§ Goal
Copy out the records below word for word, from the line containing "q: gnarled limb" through the last line of the records, both ends included.

=== Source data ===

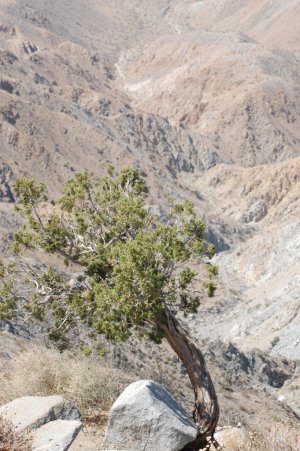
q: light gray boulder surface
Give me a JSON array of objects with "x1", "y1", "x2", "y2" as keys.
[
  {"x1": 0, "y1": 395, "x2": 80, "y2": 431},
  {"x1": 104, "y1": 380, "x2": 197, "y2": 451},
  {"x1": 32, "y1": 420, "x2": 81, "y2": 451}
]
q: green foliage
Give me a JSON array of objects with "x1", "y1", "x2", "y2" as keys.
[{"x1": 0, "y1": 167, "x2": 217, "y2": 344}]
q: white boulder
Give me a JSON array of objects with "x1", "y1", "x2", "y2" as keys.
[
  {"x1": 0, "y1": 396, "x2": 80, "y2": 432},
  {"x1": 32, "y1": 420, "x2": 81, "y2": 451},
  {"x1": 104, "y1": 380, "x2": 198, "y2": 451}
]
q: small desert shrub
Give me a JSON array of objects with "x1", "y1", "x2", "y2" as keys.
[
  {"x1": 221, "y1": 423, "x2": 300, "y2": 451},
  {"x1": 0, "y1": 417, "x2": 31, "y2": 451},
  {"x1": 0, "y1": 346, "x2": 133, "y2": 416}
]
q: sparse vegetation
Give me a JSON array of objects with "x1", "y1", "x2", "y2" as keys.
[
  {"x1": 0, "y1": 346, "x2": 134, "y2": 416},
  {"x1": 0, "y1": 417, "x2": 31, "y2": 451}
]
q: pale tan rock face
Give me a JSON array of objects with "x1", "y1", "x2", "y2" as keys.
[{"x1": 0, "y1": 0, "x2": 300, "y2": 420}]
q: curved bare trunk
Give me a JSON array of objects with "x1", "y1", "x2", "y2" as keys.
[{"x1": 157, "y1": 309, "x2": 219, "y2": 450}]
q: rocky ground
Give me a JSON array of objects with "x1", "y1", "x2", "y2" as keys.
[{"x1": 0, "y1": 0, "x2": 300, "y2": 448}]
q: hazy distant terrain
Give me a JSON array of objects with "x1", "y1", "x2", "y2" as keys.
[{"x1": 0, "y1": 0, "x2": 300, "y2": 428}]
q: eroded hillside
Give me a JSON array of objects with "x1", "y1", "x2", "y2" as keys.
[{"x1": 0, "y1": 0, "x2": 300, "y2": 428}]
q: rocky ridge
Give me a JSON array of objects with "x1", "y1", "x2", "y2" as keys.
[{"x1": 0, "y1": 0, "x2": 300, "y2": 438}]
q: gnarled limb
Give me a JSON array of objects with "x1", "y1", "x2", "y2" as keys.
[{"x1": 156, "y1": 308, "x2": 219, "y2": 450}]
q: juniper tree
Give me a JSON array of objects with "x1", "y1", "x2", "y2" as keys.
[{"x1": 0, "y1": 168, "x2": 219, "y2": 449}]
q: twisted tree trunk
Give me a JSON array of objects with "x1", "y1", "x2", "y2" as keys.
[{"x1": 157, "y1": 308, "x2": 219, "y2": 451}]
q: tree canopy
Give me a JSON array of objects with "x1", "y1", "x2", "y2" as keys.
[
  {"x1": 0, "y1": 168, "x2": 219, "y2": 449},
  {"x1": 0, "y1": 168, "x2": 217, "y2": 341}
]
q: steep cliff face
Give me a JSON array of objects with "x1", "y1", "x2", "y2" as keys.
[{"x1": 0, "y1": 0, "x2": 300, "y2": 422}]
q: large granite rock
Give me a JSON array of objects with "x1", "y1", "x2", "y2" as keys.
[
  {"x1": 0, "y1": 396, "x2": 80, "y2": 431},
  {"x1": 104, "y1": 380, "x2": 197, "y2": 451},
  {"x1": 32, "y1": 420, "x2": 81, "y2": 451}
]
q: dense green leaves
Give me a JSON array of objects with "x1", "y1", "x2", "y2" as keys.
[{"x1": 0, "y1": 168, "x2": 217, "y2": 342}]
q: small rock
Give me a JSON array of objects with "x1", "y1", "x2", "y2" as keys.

===

§ Written solution
q: gnarled limb
Give me a JSON array of objects with "x1", "y1", "x2", "y2" as keys.
[{"x1": 156, "y1": 308, "x2": 219, "y2": 450}]
q: juniper tree
Give me a JSON array of objects with "x1", "y1", "x2", "y2" as keys.
[{"x1": 0, "y1": 168, "x2": 219, "y2": 449}]
q: twisted tree trunk
Give me a JSON array of objects with "x1", "y1", "x2", "y2" as keys.
[{"x1": 157, "y1": 308, "x2": 219, "y2": 451}]
q: tree canopy
Give me a JSON array of objects with "x1", "y1", "x2", "y2" as keys.
[
  {"x1": 0, "y1": 168, "x2": 219, "y2": 449},
  {"x1": 0, "y1": 168, "x2": 217, "y2": 341}
]
q: steep cliff face
Give me a JSON array of objects with "x1", "y1", "x2", "y2" as keys.
[{"x1": 0, "y1": 0, "x2": 300, "y2": 422}]
q: large granite rock
Give me a JSON array of objects with "x1", "y1", "x2", "y2" as keys.
[
  {"x1": 0, "y1": 396, "x2": 80, "y2": 431},
  {"x1": 104, "y1": 380, "x2": 197, "y2": 451},
  {"x1": 32, "y1": 420, "x2": 81, "y2": 451}
]
q: dense green leaves
Give me a JSON array of objects with "x1", "y1", "x2", "y2" as keys.
[{"x1": 0, "y1": 168, "x2": 217, "y2": 342}]
q: small rock
Give me a JSON array of objects with "x1", "y1", "x2", "y2" as keys.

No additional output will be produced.